- _Exercise_: According to the Madras High Court order below, on what date was the writ petition admitted?
=== Text excerpt ===
Madras High Court
The Principal General Manager vs The Central Govt. Industrial Tribunal on 2 April, 2012
Author: K.Chandru
Bench: K.Chandru
IN THE HIGH COURT OF JUDICATURE AT MADRAS DATED: 02.04.2012 CORAM: THE HONBLE MR. JUSTICE K.CHANDRU W.P.No.24707 of 2008 and M.P.No.3 of 2009 The Principal General Manager Bharat Sanchar Nigam Ltd., Coimbatore. ... Petitioner Vs 1.The Central Govt. Industrial Tribunal cum Labour Court, Chennai. 2.P.Rajaganesan ... Respondents Writ Petition filed under Article 226 of the Constitution of India praying for a Writ of Certiorari, calling for the Award of the first respondent passed in I.D.No.87 of 2006 dated 23.06.2008 and to quash the same as illegal. For Petitioner : Mr.M.Govindharaj For Respondents : Ms.Y.Kavitha for M/s.P.V.S.Giridhar Associates for R2 O R D E R
The writ petition is filed by the petitioner viz., Bharat Sanchar Nigam Limited, Coimbatore (for short BSNL), challenging an Award passed by the Central Government Industrial Tribunal cum Labour Court (for short CGIT) in I.D.No.87 of 2006 dated 23.06.2008 By the impugned Award, the CGIT directed reinstatement of the second respondent with 50% backwages and other consequential benefits.
2. The writ petition was admitted on 15.10.2008. Pending the writ petition, an interim stay was granted. Subsequently, the workman filed M.P.No.2 of 2009 seeking for a direction to comply with payment under Section 17-B of the Industrial Disputes Act, 1947 (for short I.D.Act). This Court vide order dated 06.07.2009 directed compliance of Section 17-B of the I.D.Act from the date of filing of the writ petition viz., 26.09.2008. The petitioner BSNL was directed to deposit 50% of the backwages to the credit of I.D.No.87 of 2006 before the CGIT. The CGIT was in turn directed to deposit the same in any one of the Nationalised Bank in a fixed deposit initially for a period of two years with a periodical renewal and the workman was permitted to withdraw the interest periodically. The main writ petition was directed to be listed for final hearing in the second week of October 2009.
=== Raw data ===
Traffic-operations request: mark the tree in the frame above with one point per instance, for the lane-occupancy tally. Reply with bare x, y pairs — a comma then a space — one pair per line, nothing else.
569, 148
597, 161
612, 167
===
- _Problem solution_: 15.10.2008